___ Article ___

Wed, 08 Mar 2000

BI to maintain tighter monetary policy

JAKARTA (JP): Bank Indonesia said on Tuesday that it would continue to adopt a tighter monetary policy over the coming months amid an inflationary threat from the excess in bank liquidity.

The central bank said in a statement that the move was aimed at maintaining price and exchange rate stability.

"The board of governors consider it necessary to pay close attention to the possibility of pressure from the excessive banking liquidity which could threaten price and exchange rate stability," the bank said in a statement issued following a board of governors meeting.

"The monetary policy over the coming months will remain directed at absorbing liquidity which is consistent with the operational target of the monetary policy and maintaining interest rate stability."

The central bank also said that developments in the world economy, particularly in the upward trend in interest rates in developed nations must be closely watched as such a move might prompt capital outflow to those countries.

Bank Indonesia said that if that happened, Indonesia would have very limited room in its bid to further lower domestic interest rates.

The central bank added that a rise in oil prices would ignite global inflation which in turn would also affect the country's efforts to reach price stability.

___

_Task requirements:_ According to the article on Bank Indonesia's monetary policy, what was the central bank's tighter policy aimed at maintaining?

___ Data excerpts ___

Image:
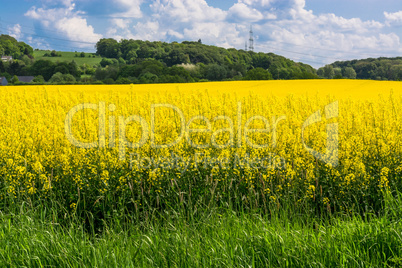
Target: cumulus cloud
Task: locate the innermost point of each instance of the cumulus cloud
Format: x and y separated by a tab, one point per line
285	27
15	31
132	8
393	18
68	22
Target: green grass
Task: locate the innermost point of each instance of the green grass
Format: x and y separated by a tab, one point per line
214	238
69	56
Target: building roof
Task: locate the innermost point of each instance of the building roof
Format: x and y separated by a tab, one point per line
26	79
3	81
6	58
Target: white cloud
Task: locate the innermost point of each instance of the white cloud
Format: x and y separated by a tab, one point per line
393	18
68	23
241	12
15	31
132	7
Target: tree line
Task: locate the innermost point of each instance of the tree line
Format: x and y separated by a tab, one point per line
136	61
371	68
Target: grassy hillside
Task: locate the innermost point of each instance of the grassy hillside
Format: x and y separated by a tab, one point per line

___

_Exercise response:_ Price and exchange rate stability.